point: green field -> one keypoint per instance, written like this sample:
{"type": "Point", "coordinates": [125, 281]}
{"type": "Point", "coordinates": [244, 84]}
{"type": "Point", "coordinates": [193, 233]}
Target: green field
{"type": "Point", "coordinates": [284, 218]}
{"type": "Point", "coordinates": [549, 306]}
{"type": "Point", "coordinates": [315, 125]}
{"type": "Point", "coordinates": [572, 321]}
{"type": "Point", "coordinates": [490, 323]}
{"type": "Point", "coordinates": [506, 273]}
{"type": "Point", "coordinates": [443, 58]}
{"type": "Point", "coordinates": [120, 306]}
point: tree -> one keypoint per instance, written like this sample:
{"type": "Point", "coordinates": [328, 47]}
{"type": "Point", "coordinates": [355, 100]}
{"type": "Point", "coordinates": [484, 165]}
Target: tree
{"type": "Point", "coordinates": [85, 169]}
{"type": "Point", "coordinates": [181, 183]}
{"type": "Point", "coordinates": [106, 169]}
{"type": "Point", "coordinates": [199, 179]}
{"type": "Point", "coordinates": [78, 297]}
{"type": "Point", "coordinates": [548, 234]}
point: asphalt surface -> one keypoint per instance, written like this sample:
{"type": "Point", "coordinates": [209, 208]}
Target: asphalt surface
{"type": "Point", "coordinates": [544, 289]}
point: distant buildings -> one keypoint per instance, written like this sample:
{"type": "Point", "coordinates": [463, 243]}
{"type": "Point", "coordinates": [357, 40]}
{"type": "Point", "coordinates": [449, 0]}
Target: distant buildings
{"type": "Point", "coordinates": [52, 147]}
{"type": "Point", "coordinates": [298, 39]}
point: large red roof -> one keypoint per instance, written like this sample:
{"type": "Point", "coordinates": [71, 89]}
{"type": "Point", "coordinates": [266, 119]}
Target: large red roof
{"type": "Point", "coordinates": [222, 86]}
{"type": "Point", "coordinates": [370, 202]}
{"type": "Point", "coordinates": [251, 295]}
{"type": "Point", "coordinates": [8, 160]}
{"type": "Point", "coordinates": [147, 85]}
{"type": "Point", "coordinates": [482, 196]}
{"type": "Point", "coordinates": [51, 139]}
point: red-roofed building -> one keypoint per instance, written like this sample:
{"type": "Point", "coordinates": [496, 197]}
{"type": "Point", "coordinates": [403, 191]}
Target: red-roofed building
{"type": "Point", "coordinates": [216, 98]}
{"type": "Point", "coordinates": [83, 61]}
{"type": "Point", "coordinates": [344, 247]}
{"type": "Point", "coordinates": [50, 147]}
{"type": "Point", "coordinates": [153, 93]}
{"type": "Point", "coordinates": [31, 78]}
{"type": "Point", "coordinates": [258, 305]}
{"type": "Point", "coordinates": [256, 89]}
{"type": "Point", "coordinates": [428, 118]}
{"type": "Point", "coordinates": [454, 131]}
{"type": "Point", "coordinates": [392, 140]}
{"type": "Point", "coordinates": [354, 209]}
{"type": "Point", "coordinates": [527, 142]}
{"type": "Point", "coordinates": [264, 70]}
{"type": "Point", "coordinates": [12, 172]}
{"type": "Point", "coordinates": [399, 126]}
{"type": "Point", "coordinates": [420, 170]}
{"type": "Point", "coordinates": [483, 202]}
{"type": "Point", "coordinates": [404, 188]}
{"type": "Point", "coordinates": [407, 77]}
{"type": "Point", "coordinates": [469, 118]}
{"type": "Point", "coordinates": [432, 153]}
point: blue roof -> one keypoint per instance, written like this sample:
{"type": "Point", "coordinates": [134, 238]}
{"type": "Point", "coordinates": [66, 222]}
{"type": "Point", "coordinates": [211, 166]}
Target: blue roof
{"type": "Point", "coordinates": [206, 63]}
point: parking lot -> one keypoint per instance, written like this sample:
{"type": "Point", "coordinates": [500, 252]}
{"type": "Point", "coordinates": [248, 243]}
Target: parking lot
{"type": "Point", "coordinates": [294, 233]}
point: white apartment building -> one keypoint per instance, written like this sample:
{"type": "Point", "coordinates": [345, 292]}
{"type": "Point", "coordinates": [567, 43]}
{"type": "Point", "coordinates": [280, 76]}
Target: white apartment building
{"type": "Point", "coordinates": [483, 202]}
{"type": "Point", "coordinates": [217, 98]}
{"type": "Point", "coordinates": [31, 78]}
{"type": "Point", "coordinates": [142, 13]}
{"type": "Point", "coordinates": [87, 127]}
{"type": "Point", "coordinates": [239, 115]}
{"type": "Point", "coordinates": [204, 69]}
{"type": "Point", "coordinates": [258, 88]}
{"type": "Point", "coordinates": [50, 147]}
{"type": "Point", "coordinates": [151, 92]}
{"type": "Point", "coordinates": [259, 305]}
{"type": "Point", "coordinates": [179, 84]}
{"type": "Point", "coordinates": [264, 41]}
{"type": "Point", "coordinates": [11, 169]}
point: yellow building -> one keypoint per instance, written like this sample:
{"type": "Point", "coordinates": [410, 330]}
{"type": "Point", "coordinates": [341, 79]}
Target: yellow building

> **The request**: Copy every line of the records word for word.

> **Final result**:
point: green field -> one keypoint per instance, written like this sample:
{"type": "Point", "coordinates": [125, 281]}
{"type": "Point", "coordinates": [244, 84]}
{"type": "Point", "coordinates": [193, 233]}
Target: green field
{"type": "Point", "coordinates": [284, 218]}
{"type": "Point", "coordinates": [549, 306]}
{"type": "Point", "coordinates": [315, 125]}
{"type": "Point", "coordinates": [572, 321]}
{"type": "Point", "coordinates": [490, 323]}
{"type": "Point", "coordinates": [506, 273]}
{"type": "Point", "coordinates": [443, 58]}
{"type": "Point", "coordinates": [120, 306]}
point: tree -> one keypoint per instance, written like this sample:
{"type": "Point", "coordinates": [328, 47]}
{"type": "Point", "coordinates": [355, 100]}
{"type": "Point", "coordinates": [484, 165]}
Target: tree
{"type": "Point", "coordinates": [85, 169]}
{"type": "Point", "coordinates": [181, 183]}
{"type": "Point", "coordinates": [106, 169]}
{"type": "Point", "coordinates": [199, 179]}
{"type": "Point", "coordinates": [78, 297]}
{"type": "Point", "coordinates": [548, 234]}
point: asphalt surface -> one keypoint per instance, written like this sample:
{"type": "Point", "coordinates": [209, 208]}
Target: asphalt surface
{"type": "Point", "coordinates": [544, 289]}
point: distant buildings -> one keypoint per instance, written like this sample:
{"type": "Point", "coordinates": [463, 243]}
{"type": "Point", "coordinates": [357, 40]}
{"type": "Point", "coordinates": [449, 0]}
Target: distant buildings
{"type": "Point", "coordinates": [52, 147]}
{"type": "Point", "coordinates": [298, 39]}
point: large red roof -> one keypoint per instance, written like this sample:
{"type": "Point", "coordinates": [71, 89]}
{"type": "Point", "coordinates": [266, 119]}
Target: large red roof
{"type": "Point", "coordinates": [222, 86]}
{"type": "Point", "coordinates": [370, 202]}
{"type": "Point", "coordinates": [251, 295]}
{"type": "Point", "coordinates": [8, 160]}
{"type": "Point", "coordinates": [147, 85]}
{"type": "Point", "coordinates": [482, 196]}
{"type": "Point", "coordinates": [51, 139]}
point: red-roofed building -> one keypoint per instance, written like this sample:
{"type": "Point", "coordinates": [496, 197]}
{"type": "Point", "coordinates": [403, 191]}
Target: red-roofed building
{"type": "Point", "coordinates": [216, 98]}
{"type": "Point", "coordinates": [83, 61]}
{"type": "Point", "coordinates": [344, 247]}
{"type": "Point", "coordinates": [50, 147]}
{"type": "Point", "coordinates": [153, 93]}
{"type": "Point", "coordinates": [31, 78]}
{"type": "Point", "coordinates": [258, 305]}
{"type": "Point", "coordinates": [256, 89]}
{"type": "Point", "coordinates": [428, 118]}
{"type": "Point", "coordinates": [454, 131]}
{"type": "Point", "coordinates": [392, 140]}
{"type": "Point", "coordinates": [354, 209]}
{"type": "Point", "coordinates": [527, 142]}
{"type": "Point", "coordinates": [264, 70]}
{"type": "Point", "coordinates": [12, 172]}
{"type": "Point", "coordinates": [399, 126]}
{"type": "Point", "coordinates": [420, 170]}
{"type": "Point", "coordinates": [483, 202]}
{"type": "Point", "coordinates": [404, 188]}
{"type": "Point", "coordinates": [407, 77]}
{"type": "Point", "coordinates": [469, 118]}
{"type": "Point", "coordinates": [432, 153]}
point: blue roof -> one keypoint per instance, written like this sample:
{"type": "Point", "coordinates": [134, 238]}
{"type": "Point", "coordinates": [66, 222]}
{"type": "Point", "coordinates": [211, 166]}
Target: blue roof
{"type": "Point", "coordinates": [206, 63]}
point: parking lot -> one keypoint per instance, written like this sample:
{"type": "Point", "coordinates": [500, 252]}
{"type": "Point", "coordinates": [248, 243]}
Target: parking lot
{"type": "Point", "coordinates": [294, 233]}
point: white apartment building -> one keypoint per instance, written like this sample:
{"type": "Point", "coordinates": [345, 292]}
{"type": "Point", "coordinates": [567, 43]}
{"type": "Point", "coordinates": [280, 76]}
Target: white apartment building
{"type": "Point", "coordinates": [483, 202]}
{"type": "Point", "coordinates": [217, 98]}
{"type": "Point", "coordinates": [31, 78]}
{"type": "Point", "coordinates": [142, 13]}
{"type": "Point", "coordinates": [87, 127]}
{"type": "Point", "coordinates": [239, 115]}
{"type": "Point", "coordinates": [204, 69]}
{"type": "Point", "coordinates": [258, 88]}
{"type": "Point", "coordinates": [50, 147]}
{"type": "Point", "coordinates": [151, 92]}
{"type": "Point", "coordinates": [259, 305]}
{"type": "Point", "coordinates": [179, 84]}
{"type": "Point", "coordinates": [264, 41]}
{"type": "Point", "coordinates": [11, 169]}
point: yellow building -> one keypoint per instance, written like this sample:
{"type": "Point", "coordinates": [410, 330]}
{"type": "Point", "coordinates": [341, 79]}
Target: yellow building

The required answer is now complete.